======== Input rows ========

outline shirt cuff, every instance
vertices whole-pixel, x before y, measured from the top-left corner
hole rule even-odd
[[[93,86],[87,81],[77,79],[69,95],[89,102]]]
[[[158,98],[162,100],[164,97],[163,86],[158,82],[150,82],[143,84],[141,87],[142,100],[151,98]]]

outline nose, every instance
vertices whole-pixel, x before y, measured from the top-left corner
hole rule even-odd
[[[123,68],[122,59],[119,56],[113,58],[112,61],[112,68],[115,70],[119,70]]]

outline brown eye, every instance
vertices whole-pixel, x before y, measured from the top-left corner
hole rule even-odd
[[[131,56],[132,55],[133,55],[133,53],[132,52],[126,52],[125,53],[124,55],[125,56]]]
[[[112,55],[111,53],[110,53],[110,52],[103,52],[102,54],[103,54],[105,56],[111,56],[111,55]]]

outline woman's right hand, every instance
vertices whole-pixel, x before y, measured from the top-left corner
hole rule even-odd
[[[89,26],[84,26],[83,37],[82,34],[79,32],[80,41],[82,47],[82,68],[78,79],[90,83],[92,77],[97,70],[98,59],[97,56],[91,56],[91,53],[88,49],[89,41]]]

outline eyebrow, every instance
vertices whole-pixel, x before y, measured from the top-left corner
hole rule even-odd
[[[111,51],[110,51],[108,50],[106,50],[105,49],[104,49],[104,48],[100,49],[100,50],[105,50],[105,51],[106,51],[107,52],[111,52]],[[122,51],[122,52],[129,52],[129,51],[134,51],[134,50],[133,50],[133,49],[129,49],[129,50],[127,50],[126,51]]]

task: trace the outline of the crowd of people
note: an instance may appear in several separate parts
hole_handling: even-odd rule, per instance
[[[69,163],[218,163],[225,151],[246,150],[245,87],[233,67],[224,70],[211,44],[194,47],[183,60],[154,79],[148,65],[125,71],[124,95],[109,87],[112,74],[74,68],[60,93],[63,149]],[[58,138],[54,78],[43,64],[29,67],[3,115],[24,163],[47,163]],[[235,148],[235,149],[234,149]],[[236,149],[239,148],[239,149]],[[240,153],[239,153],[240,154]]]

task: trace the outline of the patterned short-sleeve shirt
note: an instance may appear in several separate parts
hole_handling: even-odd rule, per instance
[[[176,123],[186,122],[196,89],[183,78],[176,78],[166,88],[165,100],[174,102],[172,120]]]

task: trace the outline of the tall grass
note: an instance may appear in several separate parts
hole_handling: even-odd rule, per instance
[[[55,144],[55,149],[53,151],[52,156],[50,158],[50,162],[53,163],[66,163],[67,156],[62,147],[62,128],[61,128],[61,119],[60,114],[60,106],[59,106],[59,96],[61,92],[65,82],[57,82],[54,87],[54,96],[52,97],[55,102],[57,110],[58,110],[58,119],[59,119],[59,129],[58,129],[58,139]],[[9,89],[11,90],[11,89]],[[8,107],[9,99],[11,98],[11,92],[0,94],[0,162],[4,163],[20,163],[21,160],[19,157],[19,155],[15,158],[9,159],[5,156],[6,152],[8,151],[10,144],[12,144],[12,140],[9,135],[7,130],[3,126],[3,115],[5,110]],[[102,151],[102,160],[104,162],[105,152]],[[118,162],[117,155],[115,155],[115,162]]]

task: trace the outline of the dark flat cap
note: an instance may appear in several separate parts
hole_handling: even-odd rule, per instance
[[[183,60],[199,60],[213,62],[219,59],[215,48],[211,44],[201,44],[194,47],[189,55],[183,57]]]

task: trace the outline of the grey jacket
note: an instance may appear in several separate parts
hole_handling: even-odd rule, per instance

========

| Objective |
Make an exact copy of the data above.

| Output for this exercise |
outline shirt cuff, every instance
vertices whole-pixel, x before y, measured from the top-left corner
hole rule even-odd
[[[93,86],[87,81],[77,79],[69,95],[89,102]]]
[[[158,98],[162,100],[164,97],[163,86],[158,82],[150,82],[143,84],[141,87],[142,100],[151,98]]]

outline nose, every instance
vertices whole-pixel, x before y, measured from the top-left corner
hole rule even-odd
[[[123,68],[122,59],[119,56],[113,58],[112,61],[112,68],[115,70],[119,70]]]

outline brown eye, every instance
vertices whole-pixel, x before y, measured from the top-left corner
hole rule even-odd
[[[131,56],[132,55],[133,55],[133,53],[132,52],[126,52],[125,53],[124,55],[125,56]]]
[[[112,55],[111,53],[110,53],[110,52],[103,52],[102,54],[103,54],[105,56],[111,56],[111,55]]]

outline woman's right hand, every instance
vertices whole-pixel, x before y, measured from the top-left corner
hole rule even-odd
[[[89,26],[84,26],[83,37],[82,34],[79,32],[80,41],[82,47],[82,68],[78,79],[90,83],[92,77],[97,70],[98,59],[97,56],[91,56],[91,53],[88,49],[89,41]]]

outline eyebrow, every instance
vertices whole-pixel, x before y, measured from the top-left corner
hole rule even-odd
[[[111,51],[110,51],[108,50],[106,50],[105,49],[104,49],[104,48],[100,49],[100,50],[105,50],[105,51],[106,51],[107,52],[111,52]],[[122,51],[122,52],[129,52],[129,51],[134,51],[134,50],[133,50],[133,49],[129,49],[129,50],[127,50],[126,51]]]

task: trace the outline of the crowd of people
note: an instance may appear in several separate parts
hole_handling: even-odd rule, per instance
[[[69,163],[218,163],[225,151],[246,150],[245,87],[233,67],[224,70],[211,44],[194,47],[183,60],[154,79],[148,65],[125,71],[124,95],[109,87],[112,74],[74,68],[60,93],[63,149]],[[58,138],[54,78],[43,64],[29,67],[3,115],[24,163],[47,163]],[[235,148],[235,149],[234,149]],[[236,149],[239,148],[239,149]],[[240,153],[239,153],[240,154]]]

task: trace the outline of the patterned short-sleeve shirt
note: an instance may appear in several separate parts
hole_handling: even-odd rule, per instance
[[[176,123],[186,122],[196,89],[183,78],[176,78],[166,88],[165,100],[174,102],[172,120]]]

task: trace the outline of the tall grass
note: an instance may appear in several separate parts
hole_handling: even-odd rule, per instance
[[[55,144],[55,149],[53,151],[52,156],[50,158],[50,162],[53,163],[66,163],[67,156],[62,147],[62,128],[61,128],[61,119],[60,114],[60,106],[59,106],[59,96],[61,92],[65,82],[57,82],[54,87],[54,96],[52,97],[55,102],[57,110],[58,110],[58,119],[59,119],[59,129],[58,129],[58,139]],[[9,89],[11,90],[11,89]],[[8,107],[9,99],[11,98],[11,92],[0,94],[0,162],[4,163],[20,163],[21,160],[19,157],[19,155],[15,158],[9,159],[5,156],[6,152],[8,151],[10,144],[12,144],[12,140],[9,135],[7,130],[3,126],[3,115],[5,110]],[[102,151],[102,160],[104,162],[105,152]],[[118,162],[117,155],[115,155],[115,162]]]

task: trace the outline of the dark flat cap
note: an instance may appear in several separate parts
hole_handling: even-odd rule, per instance
[[[183,60],[199,60],[213,62],[219,59],[215,48],[211,44],[201,44],[194,47],[189,55],[183,57]]]

task: trace the outline of the grey jacket
note: an instance may appear in several separate parts
hole_handling: even-odd rule, per instance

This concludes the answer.